| TASK TO CARRY OUT |
Copy the rows below word for word, beginning at the line that contains "Reviewer note: verify that every instance of the gold pillar" and stopping after the line that contains "[[75, 62], [27, 61]]".

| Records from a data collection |
──────

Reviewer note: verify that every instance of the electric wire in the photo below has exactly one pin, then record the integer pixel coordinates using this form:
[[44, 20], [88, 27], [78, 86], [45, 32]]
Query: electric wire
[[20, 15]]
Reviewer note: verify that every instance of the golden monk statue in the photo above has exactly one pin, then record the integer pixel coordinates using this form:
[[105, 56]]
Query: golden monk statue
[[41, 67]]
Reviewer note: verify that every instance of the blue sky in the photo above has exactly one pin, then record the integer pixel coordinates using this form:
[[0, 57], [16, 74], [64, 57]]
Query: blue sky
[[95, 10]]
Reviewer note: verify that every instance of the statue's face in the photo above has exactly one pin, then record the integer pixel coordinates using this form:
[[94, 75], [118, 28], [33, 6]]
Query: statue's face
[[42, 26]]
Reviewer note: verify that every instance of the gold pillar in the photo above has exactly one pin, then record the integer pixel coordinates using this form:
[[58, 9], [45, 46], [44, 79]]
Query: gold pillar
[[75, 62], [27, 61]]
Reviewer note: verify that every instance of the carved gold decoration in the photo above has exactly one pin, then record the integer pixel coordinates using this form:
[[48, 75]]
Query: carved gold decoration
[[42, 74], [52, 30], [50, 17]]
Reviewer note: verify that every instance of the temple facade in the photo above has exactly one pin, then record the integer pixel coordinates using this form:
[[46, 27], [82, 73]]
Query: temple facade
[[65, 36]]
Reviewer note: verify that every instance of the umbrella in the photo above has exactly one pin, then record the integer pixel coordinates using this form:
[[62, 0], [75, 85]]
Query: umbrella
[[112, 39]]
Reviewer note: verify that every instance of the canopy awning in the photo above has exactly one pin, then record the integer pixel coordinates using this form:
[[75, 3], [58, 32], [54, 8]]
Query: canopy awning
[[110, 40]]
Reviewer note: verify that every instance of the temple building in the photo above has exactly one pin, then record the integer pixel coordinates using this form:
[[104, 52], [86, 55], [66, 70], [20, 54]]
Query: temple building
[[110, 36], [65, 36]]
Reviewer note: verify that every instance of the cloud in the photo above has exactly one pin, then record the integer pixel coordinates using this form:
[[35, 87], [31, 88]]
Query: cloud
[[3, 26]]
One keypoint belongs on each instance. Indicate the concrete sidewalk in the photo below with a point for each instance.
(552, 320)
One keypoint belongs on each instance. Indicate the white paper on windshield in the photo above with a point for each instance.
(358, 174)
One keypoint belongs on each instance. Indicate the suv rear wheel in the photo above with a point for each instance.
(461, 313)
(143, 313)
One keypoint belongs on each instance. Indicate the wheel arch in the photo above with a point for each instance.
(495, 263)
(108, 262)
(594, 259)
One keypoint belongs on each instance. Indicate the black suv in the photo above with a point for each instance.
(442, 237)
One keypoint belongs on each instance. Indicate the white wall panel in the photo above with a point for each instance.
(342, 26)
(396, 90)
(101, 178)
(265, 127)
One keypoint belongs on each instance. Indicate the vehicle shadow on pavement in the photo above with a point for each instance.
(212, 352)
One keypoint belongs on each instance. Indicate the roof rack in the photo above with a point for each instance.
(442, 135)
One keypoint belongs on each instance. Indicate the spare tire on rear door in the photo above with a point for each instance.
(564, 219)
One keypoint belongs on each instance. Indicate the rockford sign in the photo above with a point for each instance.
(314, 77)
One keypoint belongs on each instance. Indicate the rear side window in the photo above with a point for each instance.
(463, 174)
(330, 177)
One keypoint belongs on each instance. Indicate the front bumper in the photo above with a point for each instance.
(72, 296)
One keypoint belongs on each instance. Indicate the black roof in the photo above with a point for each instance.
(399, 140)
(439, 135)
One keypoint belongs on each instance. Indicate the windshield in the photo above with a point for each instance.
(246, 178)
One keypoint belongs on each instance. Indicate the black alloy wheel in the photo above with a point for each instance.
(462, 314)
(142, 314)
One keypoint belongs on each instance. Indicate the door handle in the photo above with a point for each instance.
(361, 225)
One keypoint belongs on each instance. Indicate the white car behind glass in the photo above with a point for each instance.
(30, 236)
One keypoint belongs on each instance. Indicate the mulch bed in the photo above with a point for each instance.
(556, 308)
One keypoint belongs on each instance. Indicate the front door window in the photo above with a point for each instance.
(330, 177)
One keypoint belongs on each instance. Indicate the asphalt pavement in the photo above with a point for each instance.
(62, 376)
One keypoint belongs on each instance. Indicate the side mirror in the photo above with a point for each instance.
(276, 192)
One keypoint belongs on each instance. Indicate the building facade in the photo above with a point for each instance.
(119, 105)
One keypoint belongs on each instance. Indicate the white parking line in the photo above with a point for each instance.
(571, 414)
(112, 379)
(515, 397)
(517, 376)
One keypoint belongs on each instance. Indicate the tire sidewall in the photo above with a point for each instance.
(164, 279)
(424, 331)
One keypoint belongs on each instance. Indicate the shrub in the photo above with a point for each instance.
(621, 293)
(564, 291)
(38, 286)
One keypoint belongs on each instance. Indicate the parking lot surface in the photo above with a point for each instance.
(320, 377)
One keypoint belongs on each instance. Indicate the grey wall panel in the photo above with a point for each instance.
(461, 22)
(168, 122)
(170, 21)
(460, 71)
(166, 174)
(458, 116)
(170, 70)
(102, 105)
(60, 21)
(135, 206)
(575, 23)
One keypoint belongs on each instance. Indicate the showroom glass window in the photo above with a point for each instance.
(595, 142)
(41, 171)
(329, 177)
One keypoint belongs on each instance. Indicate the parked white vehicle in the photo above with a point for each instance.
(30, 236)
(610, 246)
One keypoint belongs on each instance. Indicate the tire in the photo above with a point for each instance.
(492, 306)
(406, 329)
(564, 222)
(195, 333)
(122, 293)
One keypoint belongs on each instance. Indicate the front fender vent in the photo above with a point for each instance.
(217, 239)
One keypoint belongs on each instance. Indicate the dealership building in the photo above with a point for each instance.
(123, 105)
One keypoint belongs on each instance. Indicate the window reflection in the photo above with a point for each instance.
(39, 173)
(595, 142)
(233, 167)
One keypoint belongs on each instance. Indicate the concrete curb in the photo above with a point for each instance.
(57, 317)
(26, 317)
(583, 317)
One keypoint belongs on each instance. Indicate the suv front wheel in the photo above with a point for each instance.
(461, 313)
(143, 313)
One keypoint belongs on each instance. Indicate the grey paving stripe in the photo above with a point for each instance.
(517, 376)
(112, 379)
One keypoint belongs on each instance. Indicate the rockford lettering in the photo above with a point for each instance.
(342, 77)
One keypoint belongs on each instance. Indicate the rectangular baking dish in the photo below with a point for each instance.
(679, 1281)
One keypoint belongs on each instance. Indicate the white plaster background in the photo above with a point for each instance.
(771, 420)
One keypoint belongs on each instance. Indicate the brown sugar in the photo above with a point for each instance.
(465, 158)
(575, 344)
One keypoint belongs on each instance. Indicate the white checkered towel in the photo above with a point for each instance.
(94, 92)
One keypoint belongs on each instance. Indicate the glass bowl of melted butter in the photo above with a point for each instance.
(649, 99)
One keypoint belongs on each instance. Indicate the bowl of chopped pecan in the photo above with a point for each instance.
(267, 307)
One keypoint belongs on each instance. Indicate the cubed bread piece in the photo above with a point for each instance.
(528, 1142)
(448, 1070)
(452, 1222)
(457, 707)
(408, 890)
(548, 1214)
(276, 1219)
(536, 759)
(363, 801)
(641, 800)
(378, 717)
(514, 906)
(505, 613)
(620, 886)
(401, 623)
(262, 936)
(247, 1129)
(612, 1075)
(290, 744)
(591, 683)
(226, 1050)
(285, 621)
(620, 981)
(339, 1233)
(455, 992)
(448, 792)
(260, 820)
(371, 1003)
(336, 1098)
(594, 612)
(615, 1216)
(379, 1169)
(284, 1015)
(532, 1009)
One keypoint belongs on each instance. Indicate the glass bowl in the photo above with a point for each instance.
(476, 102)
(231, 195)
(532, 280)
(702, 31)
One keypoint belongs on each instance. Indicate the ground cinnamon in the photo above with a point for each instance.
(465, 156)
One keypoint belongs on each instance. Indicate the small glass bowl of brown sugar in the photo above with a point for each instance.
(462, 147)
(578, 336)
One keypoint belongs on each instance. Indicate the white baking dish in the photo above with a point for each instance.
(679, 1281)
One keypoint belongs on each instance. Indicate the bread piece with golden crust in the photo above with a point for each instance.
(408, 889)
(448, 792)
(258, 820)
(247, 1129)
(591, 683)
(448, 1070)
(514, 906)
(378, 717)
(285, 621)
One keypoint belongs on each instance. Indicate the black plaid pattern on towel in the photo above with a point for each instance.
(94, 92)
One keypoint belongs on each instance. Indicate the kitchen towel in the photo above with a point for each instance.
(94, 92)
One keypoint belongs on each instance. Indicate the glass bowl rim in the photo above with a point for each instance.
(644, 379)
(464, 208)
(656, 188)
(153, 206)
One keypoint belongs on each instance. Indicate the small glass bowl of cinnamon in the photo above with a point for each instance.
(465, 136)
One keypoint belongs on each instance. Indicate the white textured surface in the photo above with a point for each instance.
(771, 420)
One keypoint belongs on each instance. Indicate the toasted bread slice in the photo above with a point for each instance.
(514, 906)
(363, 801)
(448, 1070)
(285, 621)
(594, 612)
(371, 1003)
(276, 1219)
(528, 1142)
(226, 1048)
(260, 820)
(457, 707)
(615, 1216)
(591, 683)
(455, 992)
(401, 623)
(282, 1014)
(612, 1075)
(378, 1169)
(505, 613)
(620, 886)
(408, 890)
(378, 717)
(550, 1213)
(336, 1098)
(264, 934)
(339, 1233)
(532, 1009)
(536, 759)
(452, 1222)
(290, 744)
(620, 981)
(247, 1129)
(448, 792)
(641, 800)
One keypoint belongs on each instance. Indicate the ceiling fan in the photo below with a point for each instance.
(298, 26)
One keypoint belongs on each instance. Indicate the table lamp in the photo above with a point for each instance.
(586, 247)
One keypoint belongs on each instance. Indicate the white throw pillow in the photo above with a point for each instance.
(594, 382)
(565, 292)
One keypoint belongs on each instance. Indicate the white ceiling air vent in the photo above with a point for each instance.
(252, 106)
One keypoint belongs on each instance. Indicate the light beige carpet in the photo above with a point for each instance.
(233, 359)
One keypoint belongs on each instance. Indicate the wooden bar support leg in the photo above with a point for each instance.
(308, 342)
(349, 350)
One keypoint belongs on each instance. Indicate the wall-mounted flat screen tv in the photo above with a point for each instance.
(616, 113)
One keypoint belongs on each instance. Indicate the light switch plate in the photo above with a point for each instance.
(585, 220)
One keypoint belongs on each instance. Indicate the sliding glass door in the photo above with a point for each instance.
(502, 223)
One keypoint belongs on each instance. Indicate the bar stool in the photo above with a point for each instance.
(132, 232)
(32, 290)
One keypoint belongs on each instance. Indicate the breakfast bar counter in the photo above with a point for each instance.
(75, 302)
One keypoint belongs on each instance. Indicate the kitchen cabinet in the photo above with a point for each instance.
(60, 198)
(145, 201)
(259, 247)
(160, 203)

──────

| ANSWER FOR THIS EXERCISE |
Reviewer note: verify that every instance of the gold pillar in the photo above has exactly one pin, then record the integer pixel coordinates using this form:
[[58, 9], [45, 46], [44, 79]]
Query: gold pillar
[[75, 62], [27, 61]]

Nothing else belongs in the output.